◆ **GIVEN INSTRUCTION 1**
Rewrite the paragraph of the Teen Spirit album article that begins "Teen Spirit is the second studio album" as a short bulleted list, keeping its main facts.
◆ **GIVEN INSTRUCTION 2**
In the Teen Spirit album article, what score out of 100 did Gary Graff give the album?
◆ **GIVEN INSTRUCTION 3**
Carry on the Teen Spirit album article from its last sentence.

◆ **PASSAGE**
* * * * * * *

Teen Spirit is the second studio album by the Swedish pop group A-Teens. It was released on 26 February 2001 by Stockholm Records. It was the group's first album of original material. The album was recorded in Sweden with new producers and hitmakers Grizzly and Tysper, among others. While musically it is generally perceived to be more American-driven than the Europop sound of their first album, it does include a varied mix of styles including soul and Latin music. Three singles were released from the album, "Upside Down", "Halfway Around the World" and "Sugar Rush". A new version of the album including bonus tracks was released on 21 January 2002 in Scandinavia, Germany and Mexico. While not repeating the same level of success as their first album, the album went on to sell over 1.5 million copies, despite receiving poor reviews from critics.

Critical reception

In a mixed review of the album, Billboard said that the group "strive to establish themselves as a durable entity with a baker's dozen's worth of featherlight ditties that range in quality from guilty pleasures to already-dated clunkers". On a positive note, the review said that "Bouncing Off the Ceiling (Upside Down)" and "…To the Music" "have an undeniably sunny charm that will tickle the fancy of some preteens" and that "Halfway Around the World" "could actually draw the attention of grown-ups hungry for a sugary diversion", but overall the album "is a collection of more misses than hits". Writing for AllMusic, Jon Azpiri gave the album one out of five stars, saying that "some people just don’t know when to quit" and that on this album "instead of blatantly ripping off ABBA, they choose to imitate the trademark sound of ubiquitous Swedish pop super-producer Max Martin". Laut gave the album two out of five stars, criticizing the music’s similarities to recent hits by 'NSync, the Backstreet Boys and Britney Spears, but said, "At least the happy mood is still reminiscent of ABBA." In a negative review, J.R. Griffin of Rolling Stone said that "without the nostalgic ABBA tunes on their side, the A-Teens have demoted themselves to the level of S Club 7, a younger Ace of Base and god-forbid, Aqua. This sappy stuff will only appeal to the youngest of kids known for cranking Radio Disney on a continual basis." Writing for Sonic.net, Paul Gaita gave the album its highest rating, two and a half out of five stars, and said that if the group "intend to make good on the threat of their final track and come "Back for More," they'll need to work twice as hard to dispel both the ghosts of [ABBA] and this new straight-outta-IKEA personality as well." Writing for Wall of Sound, Gary Graff also criticized the similarities between the album's production and recent Max Martin produced efforts and gave the album a score of 40 out of 100. He praised group members Amit and Dhani for taking a more prominent role this time out, saying that the group achieve a few ABBA-esque moments on the lush pop pieces "Sugar Rush" and "Back for More".

* * * * * * *

◆ **RECORD LIST**
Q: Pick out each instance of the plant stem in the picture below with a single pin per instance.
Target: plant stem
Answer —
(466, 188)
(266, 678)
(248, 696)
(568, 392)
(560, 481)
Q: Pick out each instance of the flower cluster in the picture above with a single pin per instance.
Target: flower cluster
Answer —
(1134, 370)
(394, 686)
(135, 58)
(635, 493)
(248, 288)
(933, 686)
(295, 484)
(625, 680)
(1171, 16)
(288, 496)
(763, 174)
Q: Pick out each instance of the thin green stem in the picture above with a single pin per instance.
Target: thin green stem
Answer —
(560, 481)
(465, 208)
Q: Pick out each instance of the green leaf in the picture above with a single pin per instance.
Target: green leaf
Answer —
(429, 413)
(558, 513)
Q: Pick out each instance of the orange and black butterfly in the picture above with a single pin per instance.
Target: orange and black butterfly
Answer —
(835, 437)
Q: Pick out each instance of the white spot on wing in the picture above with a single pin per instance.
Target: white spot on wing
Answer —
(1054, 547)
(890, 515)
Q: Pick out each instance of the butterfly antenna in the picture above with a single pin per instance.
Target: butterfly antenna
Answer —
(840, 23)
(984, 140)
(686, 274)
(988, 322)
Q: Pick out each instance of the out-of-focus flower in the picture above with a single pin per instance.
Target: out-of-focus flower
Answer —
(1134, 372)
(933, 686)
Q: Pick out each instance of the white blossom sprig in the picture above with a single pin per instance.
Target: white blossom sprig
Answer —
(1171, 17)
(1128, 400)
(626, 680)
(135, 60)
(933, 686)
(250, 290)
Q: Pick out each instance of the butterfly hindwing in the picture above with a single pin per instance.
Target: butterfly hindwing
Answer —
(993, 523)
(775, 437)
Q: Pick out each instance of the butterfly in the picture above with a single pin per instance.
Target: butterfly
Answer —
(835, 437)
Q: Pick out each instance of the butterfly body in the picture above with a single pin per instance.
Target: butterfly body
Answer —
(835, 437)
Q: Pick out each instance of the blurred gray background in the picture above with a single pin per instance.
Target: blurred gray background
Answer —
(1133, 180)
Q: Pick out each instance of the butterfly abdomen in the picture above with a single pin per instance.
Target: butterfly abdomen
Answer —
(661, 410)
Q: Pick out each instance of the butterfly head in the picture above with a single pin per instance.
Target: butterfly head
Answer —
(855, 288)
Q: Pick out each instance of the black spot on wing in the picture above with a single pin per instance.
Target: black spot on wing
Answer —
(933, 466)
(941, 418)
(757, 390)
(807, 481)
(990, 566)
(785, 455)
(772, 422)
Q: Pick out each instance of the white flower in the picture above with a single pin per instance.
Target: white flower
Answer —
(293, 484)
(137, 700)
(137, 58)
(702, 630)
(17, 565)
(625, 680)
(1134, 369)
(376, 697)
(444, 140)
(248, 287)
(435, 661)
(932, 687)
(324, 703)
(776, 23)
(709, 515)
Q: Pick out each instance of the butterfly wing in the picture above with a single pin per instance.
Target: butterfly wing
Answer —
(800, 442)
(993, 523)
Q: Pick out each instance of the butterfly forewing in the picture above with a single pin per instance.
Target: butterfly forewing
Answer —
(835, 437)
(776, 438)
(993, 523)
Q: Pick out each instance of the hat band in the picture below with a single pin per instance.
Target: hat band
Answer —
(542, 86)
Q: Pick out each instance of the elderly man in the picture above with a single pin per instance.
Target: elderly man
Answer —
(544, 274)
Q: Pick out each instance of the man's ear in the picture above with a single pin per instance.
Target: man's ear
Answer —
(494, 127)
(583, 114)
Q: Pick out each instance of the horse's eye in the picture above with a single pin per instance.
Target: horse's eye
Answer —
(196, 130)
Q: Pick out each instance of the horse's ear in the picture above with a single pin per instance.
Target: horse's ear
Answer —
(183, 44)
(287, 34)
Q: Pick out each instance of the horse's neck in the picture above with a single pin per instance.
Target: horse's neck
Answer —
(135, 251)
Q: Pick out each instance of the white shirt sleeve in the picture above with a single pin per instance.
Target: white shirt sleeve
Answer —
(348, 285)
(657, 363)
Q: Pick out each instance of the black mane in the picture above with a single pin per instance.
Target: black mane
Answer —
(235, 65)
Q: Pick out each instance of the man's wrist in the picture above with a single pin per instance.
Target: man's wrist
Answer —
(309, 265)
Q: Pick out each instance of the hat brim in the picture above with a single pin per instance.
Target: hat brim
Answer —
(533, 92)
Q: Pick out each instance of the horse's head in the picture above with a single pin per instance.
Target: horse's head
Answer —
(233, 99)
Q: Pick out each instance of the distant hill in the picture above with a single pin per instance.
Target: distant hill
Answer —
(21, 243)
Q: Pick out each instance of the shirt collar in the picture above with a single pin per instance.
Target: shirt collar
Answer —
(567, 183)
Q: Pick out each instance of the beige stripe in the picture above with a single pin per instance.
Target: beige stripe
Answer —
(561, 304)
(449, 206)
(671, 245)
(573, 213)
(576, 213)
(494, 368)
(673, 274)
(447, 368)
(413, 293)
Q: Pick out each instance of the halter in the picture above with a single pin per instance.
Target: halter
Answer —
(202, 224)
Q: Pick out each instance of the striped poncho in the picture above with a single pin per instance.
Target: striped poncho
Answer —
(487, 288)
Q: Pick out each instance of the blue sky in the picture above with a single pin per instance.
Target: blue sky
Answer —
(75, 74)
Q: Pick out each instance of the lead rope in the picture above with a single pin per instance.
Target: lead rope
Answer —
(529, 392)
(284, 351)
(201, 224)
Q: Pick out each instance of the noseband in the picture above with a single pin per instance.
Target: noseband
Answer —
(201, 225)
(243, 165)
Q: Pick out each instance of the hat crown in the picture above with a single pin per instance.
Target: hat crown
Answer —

* * * * * * *

◆ **EXERCISE RESPONSE 1**
- Second studio album by Swedish pop group A-Teens, and their first of original material
- Released on 26 February 2001 by Stockholm Records
- Recorded in Sweden with new producers and hitmakers, including Grizzly and Tysper
- Generally seen as more American-driven than the Europop of their first album, though it mixes styles such as soul and Latin music
- Singles: "Upside Down," "Halfway Around the World" and "Sugar Rush"
- A new version with bonus tracks came out on 21 January 2002 in Scandinavia, Germany and Mexico
- Less successful than their first album, but sold over 1.5 million copies despite poor reviews from critics

◆ **EXERCISE RESPONSE 2**
40 out of 100.

◆ **EXERCISE RESPONSE 3**
Commercial performance
The album peaked at No. 2 in Sweden on the Sverigetopplistan Albums Top 60 chart, No. 18 in Austria on the Ö3 Austria Top 40 Top Albums chart, No. 33 in Finland on the Official Finnish Charts Top 50 Albums chart, No. 5 in Germany on the GfK Entertainment Top 100 Albums chart, No. 5 in the Netherlands on the Dutch Top 40, No. 37 in Norway on the VG-lista Top 40 Albums chart, No. 13 in Switzerland on the Swiss Hitparade Top 100 Albums chart, and No. 50 in the United States on the Billboard 200.

The album was certified Gold in Sweden and the United States.

Track listing

The track "Upside Down" was renamed "Bouncing Off the Ceiling (Upside Down)" on North American pressings of the album.
The track "Morning Light" is a cover of a song by E-Type from the album Last Man Standing.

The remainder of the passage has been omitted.